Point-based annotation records
· · · · ·

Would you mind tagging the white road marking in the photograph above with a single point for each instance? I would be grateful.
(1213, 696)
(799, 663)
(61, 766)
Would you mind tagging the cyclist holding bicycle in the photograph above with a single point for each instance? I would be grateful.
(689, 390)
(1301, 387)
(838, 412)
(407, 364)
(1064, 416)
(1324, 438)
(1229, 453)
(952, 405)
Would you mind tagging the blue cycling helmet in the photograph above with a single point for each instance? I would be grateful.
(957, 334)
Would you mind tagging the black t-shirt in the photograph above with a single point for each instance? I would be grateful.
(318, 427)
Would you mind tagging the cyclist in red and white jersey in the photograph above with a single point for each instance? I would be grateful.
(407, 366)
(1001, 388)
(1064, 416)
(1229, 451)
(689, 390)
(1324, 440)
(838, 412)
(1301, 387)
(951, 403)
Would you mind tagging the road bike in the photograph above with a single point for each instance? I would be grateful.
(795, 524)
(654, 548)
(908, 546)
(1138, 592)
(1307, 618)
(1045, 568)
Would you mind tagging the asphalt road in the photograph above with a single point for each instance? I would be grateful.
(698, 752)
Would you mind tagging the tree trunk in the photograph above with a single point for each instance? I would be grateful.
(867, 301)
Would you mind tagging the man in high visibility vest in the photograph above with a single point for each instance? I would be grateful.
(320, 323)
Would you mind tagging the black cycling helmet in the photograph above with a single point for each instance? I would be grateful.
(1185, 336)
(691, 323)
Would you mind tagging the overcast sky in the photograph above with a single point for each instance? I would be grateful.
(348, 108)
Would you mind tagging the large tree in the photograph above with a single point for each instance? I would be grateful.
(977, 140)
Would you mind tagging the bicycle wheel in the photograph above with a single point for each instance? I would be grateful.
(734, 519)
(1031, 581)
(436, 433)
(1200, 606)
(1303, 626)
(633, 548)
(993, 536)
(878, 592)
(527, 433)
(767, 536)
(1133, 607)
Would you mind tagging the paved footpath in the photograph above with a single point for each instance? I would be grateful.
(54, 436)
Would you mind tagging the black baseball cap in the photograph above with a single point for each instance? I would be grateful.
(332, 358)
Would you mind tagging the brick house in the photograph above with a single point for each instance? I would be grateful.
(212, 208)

· · · · ·

**Your instructions**
Copy out, word for word, every line of the records from the one containing "Would you mind tagging the cyclist in" through the end.

**Correct output**
Would you mind tagging the cyclist in red and white jersey in the photograph above with a single point for each instance? I would be grateful.
(407, 366)
(1001, 388)
(1064, 416)
(1229, 451)
(689, 390)
(1324, 440)
(838, 412)
(1301, 387)
(951, 403)
Would you mind tagging the road bike in the photograph above with a single point for each instance? I would be grateful.
(795, 524)
(654, 548)
(908, 546)
(1138, 592)
(1307, 618)
(1045, 568)
Would you mind tagging the asphalt road in the photograph above with a single point for each instance? I would be grateful.
(698, 752)
Would you mind tagging the tree trunk in the photograph above with a single point for each instance? I would be grateful.
(867, 301)
Would you mind tagging the man in high visibility vest in the photograph above with a single point for each instance? I would be grateful.
(320, 323)
Would you mind tagging the black cycling helmet in the photograph above with a single point for each instance? I would be grateful.
(1185, 336)
(691, 323)
Would you mind tagging the overcast sky in the photograph above with a single point for each instance? I would be grateful.
(348, 108)
Would you mind tagging the large tree in the photograph above with a single point for each instance? I would be grateful.
(977, 140)
Would you mind tagging the bicycle wheel in the photograph above with a single point for each instance? I would be grateful.
(734, 519)
(1031, 581)
(436, 433)
(1200, 606)
(1303, 626)
(633, 548)
(993, 536)
(878, 592)
(527, 433)
(767, 536)
(1133, 607)
Would you mind tagging the paved footpath in the photograph above with a single point for each instance? I would be grateful.
(54, 436)
Would you mind tagging the black baseball cap in the photograph above with a single point for each instance? I would be grateful.
(332, 358)
Would you mind tagging the brick house in the photograph above with a single point for each instance? I would be grateful.
(212, 208)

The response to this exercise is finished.